▼
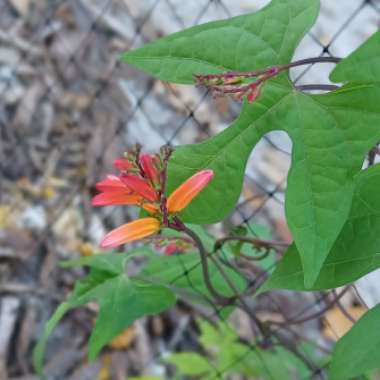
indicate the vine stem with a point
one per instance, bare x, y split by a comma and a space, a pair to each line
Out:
311, 87
258, 243
220, 298
275, 69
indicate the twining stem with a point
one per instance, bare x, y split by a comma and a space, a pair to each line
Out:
▲
WORK REQUIRED: Copy the entries above word for word, without the pictures.

EXPECTED OUTPUT:
indicate the vine stem with a point
one per instance, bare x, y split by a comma and a space, a pair to each line
Out:
311, 87
258, 243
220, 298
275, 69
indicate the twining stem with a point
one per instance, bare x, y split by a comma and a space, a pair to each line
Out:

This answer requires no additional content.